The Bourne Legacy

To the extent that film records and reflects the shifting attitudes of the culture that produces it, the Jason Bourne franchise has been a snapshot of growing disillusionment with the American government, war, and covert intelligence gathering in the first decades of the 21st century.
Many of the films of 2003 (the year in which the U.S. invaded Iraq) centered on an outnumbered but morally upright group defending freedoms in the face of an external threat: The Alamo, Master and Commander, The Last Samurai, The Matrix Revolutions, and The Return of the King.

▶ [About this exercise] Transcribe the passage from the film essay, starting at "The Bourne Legacy" and ending at "of the King.".

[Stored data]
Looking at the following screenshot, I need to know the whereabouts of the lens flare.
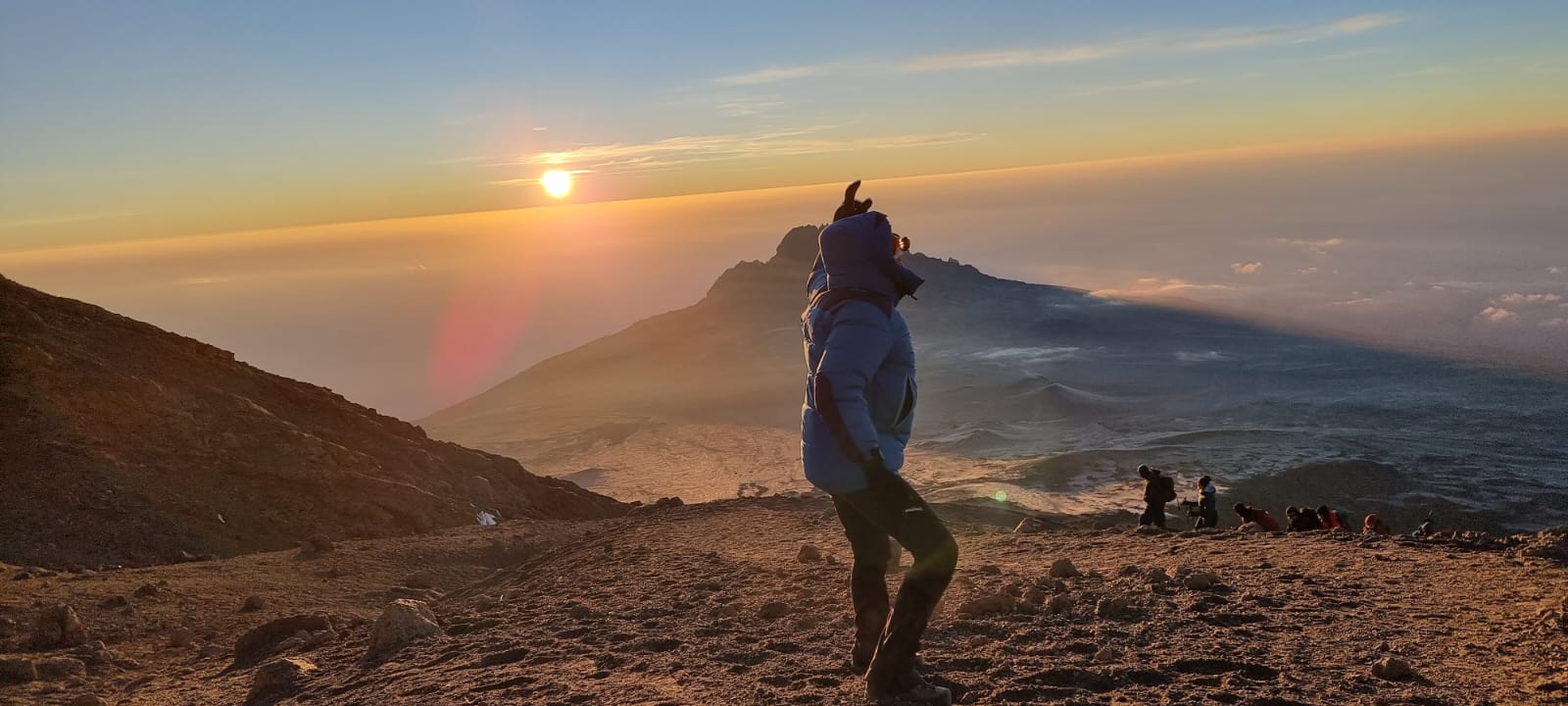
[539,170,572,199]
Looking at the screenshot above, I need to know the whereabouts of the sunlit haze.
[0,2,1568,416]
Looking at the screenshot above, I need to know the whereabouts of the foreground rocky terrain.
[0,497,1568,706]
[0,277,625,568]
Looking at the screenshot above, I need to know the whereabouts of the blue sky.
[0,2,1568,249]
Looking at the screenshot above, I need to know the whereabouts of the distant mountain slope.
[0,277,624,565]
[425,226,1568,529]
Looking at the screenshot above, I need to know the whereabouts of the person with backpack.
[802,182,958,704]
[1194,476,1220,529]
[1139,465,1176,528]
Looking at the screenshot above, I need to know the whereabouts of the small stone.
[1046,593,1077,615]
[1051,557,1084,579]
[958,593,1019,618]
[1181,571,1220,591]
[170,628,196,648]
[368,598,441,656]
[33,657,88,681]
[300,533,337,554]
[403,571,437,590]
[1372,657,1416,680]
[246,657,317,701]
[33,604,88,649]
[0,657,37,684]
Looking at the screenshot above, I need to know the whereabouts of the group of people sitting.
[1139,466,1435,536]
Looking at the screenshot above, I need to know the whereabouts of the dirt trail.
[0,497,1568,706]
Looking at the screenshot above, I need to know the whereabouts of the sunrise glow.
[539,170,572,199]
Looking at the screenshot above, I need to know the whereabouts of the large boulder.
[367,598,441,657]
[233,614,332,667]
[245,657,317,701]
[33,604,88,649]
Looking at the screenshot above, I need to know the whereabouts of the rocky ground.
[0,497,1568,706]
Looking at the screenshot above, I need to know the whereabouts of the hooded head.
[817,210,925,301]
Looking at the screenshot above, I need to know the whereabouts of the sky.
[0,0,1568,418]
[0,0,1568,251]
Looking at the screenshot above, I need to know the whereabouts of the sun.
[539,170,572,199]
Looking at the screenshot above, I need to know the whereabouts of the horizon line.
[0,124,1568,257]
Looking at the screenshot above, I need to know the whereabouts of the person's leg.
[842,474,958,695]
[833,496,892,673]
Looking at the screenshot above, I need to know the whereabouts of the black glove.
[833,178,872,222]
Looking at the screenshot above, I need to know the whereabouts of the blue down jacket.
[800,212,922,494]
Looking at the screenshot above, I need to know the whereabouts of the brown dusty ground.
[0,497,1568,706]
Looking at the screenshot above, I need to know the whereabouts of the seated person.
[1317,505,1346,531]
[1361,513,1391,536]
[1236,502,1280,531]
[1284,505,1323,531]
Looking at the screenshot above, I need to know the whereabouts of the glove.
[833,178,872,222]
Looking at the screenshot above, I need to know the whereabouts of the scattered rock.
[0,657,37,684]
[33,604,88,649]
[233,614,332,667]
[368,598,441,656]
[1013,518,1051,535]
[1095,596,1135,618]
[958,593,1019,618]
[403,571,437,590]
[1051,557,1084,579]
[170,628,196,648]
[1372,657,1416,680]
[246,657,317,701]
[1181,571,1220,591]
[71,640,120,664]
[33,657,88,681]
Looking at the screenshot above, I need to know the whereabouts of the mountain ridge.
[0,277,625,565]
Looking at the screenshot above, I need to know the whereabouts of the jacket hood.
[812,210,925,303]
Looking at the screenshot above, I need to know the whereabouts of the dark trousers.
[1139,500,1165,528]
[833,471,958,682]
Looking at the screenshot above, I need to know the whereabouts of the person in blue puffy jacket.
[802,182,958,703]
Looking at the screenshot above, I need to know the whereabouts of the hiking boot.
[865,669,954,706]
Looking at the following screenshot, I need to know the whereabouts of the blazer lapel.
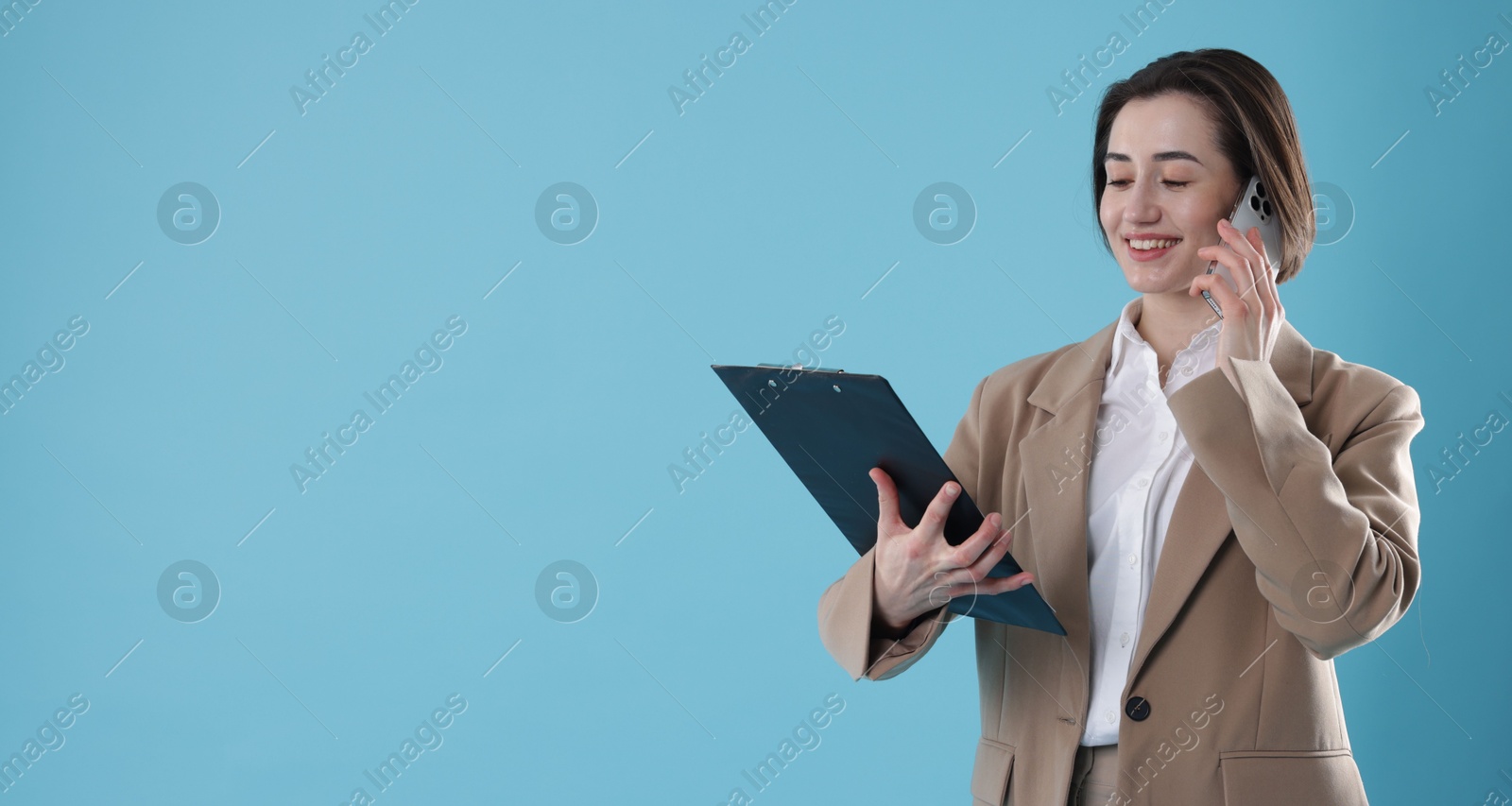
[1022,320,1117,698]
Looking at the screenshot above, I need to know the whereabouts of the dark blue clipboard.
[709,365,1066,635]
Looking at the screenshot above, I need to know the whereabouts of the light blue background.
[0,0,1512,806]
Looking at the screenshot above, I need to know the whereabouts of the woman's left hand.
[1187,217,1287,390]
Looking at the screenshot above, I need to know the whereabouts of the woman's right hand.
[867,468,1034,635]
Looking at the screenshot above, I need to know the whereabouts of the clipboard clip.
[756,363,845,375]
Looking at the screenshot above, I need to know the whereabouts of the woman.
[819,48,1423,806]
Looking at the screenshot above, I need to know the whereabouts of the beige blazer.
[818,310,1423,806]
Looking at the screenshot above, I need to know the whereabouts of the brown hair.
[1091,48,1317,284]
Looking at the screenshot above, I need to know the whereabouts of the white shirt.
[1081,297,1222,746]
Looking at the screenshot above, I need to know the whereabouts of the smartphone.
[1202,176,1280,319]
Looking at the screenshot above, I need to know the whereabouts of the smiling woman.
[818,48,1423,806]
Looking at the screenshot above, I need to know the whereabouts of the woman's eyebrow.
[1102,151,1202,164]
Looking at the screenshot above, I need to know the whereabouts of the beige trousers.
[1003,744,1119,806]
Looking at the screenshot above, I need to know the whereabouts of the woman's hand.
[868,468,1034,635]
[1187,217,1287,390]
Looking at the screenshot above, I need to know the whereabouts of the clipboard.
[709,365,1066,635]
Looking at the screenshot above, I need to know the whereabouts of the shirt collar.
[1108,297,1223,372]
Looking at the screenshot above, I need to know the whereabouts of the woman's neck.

▶ [Exercise response]
The Bourne Legacy

To the extent that film records and reflects the shifting attitudes of the culture that produces it, the Jason Bourne franchise has been a snapshot of growing disillusionment with the American government, war, and covert intelligence gathering in the first decades of the 21st century.
Many of the films of 2003 (the year in which the U.S. invaded Iraq) centered on an outnumbered but morally upright group defending freedoms in the face of an external threat: The Alamo, Master and Commander, The Last Samurai, The Matrix Revolutions, and The Return of the King.